WRITTEN REQUEST :: Put the listing below into a two-column CSV headed instruction and points, with one row for each text and its answer, each in a single quoted field with line breaks turned into spaces. Include everything in the listing and leave the pictures out.

EXERCISE MATERIAL ::
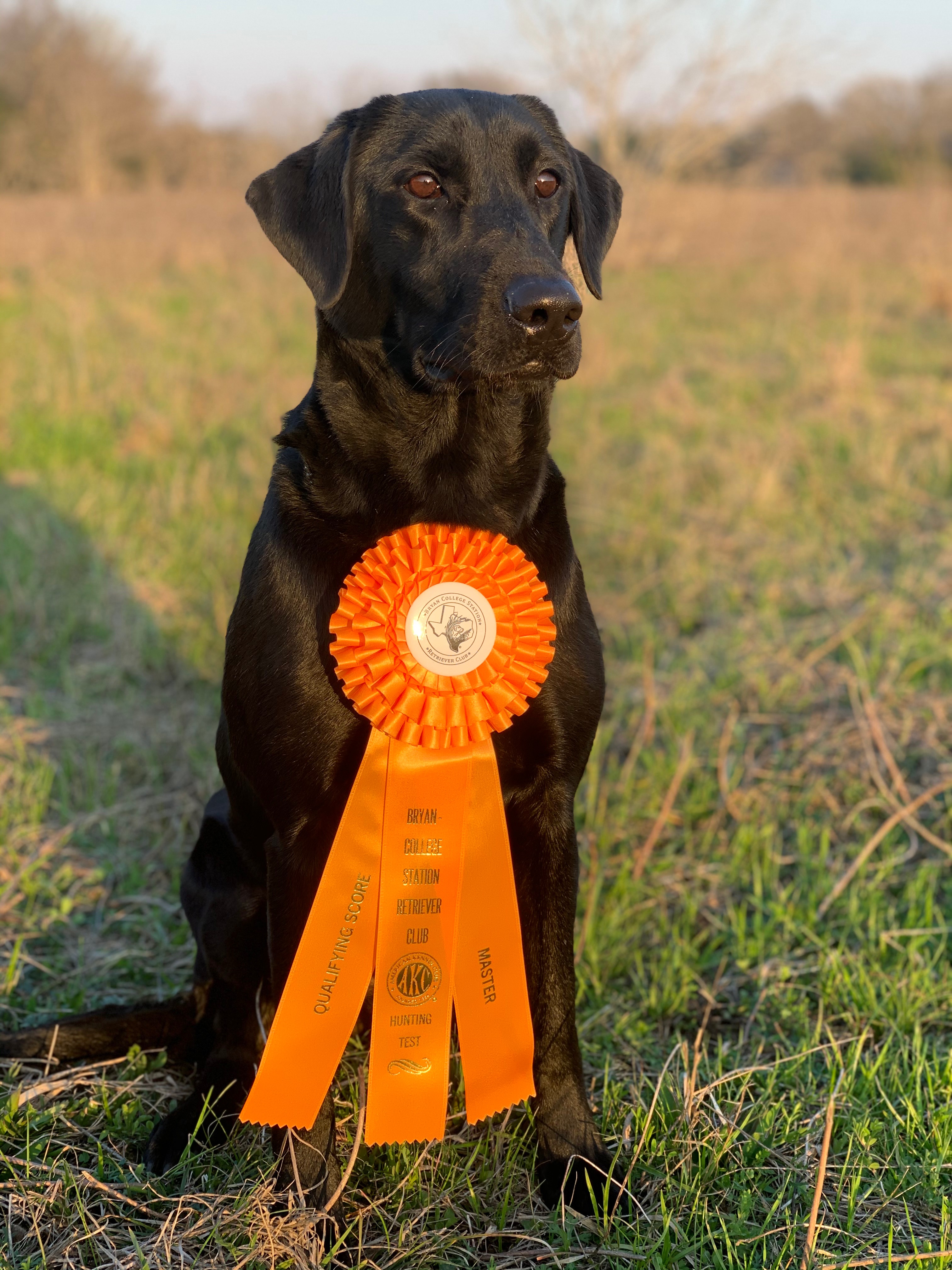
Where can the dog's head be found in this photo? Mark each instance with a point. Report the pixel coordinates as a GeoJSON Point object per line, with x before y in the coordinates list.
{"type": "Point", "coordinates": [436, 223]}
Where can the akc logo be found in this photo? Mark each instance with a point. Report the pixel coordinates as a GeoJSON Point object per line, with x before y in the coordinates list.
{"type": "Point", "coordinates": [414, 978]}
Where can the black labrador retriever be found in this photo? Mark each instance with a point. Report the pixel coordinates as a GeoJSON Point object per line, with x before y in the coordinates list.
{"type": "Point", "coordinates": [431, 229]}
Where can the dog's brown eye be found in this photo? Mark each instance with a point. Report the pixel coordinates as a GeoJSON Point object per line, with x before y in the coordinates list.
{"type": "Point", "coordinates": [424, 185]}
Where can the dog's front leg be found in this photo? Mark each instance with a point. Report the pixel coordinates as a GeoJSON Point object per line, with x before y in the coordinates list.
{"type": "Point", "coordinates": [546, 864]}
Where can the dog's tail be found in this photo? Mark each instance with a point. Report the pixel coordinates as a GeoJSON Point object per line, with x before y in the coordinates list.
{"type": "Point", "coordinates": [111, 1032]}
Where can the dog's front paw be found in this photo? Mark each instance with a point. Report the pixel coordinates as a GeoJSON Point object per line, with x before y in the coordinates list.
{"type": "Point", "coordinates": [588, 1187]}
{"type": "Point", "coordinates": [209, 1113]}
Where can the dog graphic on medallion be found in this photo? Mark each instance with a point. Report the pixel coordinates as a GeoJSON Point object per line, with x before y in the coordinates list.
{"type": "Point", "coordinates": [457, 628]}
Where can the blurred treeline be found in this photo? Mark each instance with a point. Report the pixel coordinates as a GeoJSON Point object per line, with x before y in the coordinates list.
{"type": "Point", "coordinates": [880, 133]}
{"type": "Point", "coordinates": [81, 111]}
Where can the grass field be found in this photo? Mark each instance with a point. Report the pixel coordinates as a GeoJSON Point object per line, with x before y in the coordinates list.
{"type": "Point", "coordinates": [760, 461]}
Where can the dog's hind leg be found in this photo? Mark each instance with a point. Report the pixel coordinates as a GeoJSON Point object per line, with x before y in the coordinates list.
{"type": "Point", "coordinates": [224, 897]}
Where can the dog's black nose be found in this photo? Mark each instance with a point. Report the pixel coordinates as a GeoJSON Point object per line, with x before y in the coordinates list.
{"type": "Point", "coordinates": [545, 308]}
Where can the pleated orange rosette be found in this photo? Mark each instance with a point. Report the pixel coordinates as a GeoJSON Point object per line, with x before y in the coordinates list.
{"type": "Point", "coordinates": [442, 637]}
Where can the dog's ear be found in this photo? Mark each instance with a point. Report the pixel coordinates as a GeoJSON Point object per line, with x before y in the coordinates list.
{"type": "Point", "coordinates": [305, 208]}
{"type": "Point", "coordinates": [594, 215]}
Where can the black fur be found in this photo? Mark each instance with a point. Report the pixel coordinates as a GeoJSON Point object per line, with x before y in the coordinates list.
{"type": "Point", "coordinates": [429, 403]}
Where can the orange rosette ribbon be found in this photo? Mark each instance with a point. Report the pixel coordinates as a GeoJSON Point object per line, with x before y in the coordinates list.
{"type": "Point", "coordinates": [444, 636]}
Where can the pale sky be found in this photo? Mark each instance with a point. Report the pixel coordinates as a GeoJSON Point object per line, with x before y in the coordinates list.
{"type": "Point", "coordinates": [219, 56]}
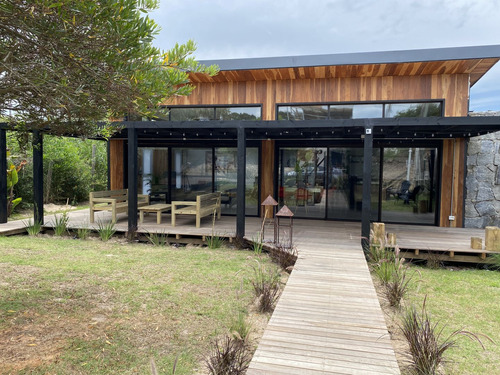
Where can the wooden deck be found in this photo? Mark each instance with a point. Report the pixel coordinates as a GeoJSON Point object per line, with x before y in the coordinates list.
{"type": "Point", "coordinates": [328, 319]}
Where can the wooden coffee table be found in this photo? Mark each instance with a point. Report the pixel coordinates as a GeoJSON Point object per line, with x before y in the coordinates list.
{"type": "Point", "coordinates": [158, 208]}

EXERCISE RESPONSE ::
instruction,points
"Where can the dog's head be found in this photo? Mark each instance with a point. Report the pixel coordinates as a GeoJSON Point object per line, with x before y in the coordinates list.","{""type"": ""Point"", ""coordinates"": [436, 223]}"
"Where can the akc logo be found in this photo? Mark each instance with a point. Report the pixel coordinates as a GeoJSON Point object per line, with x before y in the coordinates list.","{""type"": ""Point"", ""coordinates"": [414, 978]}"
"Where can the black labrador retriever be found in this photo? Mark each instance with a point. Report the pixel coordinates as a GeoJSON Point object per line, with x before y in the coordinates list.","{""type"": ""Point"", ""coordinates"": [431, 229]}"
"Where can the dog's brown eye be found in this photo? Mark each instance with a point. Report the pixel coordinates as a GeoJSON Point object per line, with x before y in the coordinates list.","{""type"": ""Point"", ""coordinates"": [424, 185]}"
"Where can the dog's front leg be found in this photo? Mark each instance with a point. Report the pixel coordinates as a GeoJSON Point object per line, with x before y in the coordinates list.","{""type"": ""Point"", ""coordinates"": [546, 864]}"
"Where can the dog's tail be found in this photo? Mark each instance with a point. Report the pixel coordinates as a GeoJSON Point object per line, with x before y in the coordinates list.","{""type"": ""Point"", ""coordinates"": [111, 1032]}"
"Where can the dog's front paw be found in this photo? Mark each instance with a point. Report the pixel coordinates as a GeoJSON Point object per line, with x before y in the coordinates list.","{""type"": ""Point"", ""coordinates"": [588, 1187]} {""type"": ""Point"", ""coordinates"": [209, 1113]}"
"Where can the dog graphic on medallion be found in this photo? Mark each instance with a point. Report the pixel coordinates as a GeoJSON Point object per line, with x before y in the coordinates list.","{""type"": ""Point"", ""coordinates"": [457, 628]}"
"Where can the blurred treeline be found in this photo? Mark each instance with a point. Report the pixel coordinates as a GeoJSON Point object per line, with x before y in the coordinates list.","{""type"": ""Point"", ""coordinates"": [880, 133]} {""type"": ""Point"", ""coordinates"": [81, 111]}"
"Where can the grass field be found in this photo? Mark each instance with a point. Report the pixel coordinates as a GeoJSON Point object per line, with x before y in the coordinates list.","{""type"": ""Point"", ""coordinates"": [760, 461]}"
"Where can the dog's hind leg be found in this photo? Mark each instance with a point. Report the pixel coordinates as a GeoJSON Point object per line, with x before y in the coordinates list.","{""type"": ""Point"", ""coordinates"": [224, 897]}"
"Where can the dog's black nose be found in this photo? Mark each instance with a point. Report the pixel coordinates as a GeoJSON Point object per line, with x before y in the coordinates list.","{""type"": ""Point"", ""coordinates"": [545, 308]}"
"Where can the pleated orange rosette be found in this photo? Mark each instance with a point. Report the pixel coordinates as a GeoJSON Point object per line, with x before y in the coordinates list.","{""type"": ""Point"", ""coordinates"": [442, 637]}"
"Where can the dog's ear be found in this photo? Mark each instance with a point. Report the pixel coordinates as a GeoJSON Point object per line, with x before y in the coordinates list.","{""type"": ""Point"", ""coordinates"": [305, 208]} {""type"": ""Point"", ""coordinates"": [594, 215]}"
"Where can the black fur be found in this photo? Mark each instance with a point. Report the pixel coordinates as a GeoJSON Point object per line, with x before y in the coordinates list.","{""type"": ""Point"", ""coordinates"": [429, 403]}"
"Where can the orange rosette ribbon be found in this photo? Mark each instance with a point. Report the pixel coordinates as a GeoJSON Point object per line, with x before y in the coordinates list.","{""type"": ""Point"", ""coordinates"": [444, 636]}"
"Where can the pale sky be found in this photo? Mark each instance with a point. Report the pixel coordinates as a GeoJSON Point object per line, with x before y in the coordinates list.","{""type"": ""Point"", ""coordinates"": [219, 56]}"
"Where can the wooden deck be found in this photo? Mark each instance with a point. Report the pixel coordinates as a GeoJSON Point object per line, with x before y in the coordinates list.","{""type"": ""Point"", ""coordinates"": [328, 319]}"
"Where can the wooden coffee table be found in this photo? Mark each instance with a point. Report the pixel coordinates as a GeoJSON Point object per line, with x before y in the coordinates list.","{""type"": ""Point"", ""coordinates"": [158, 208]}"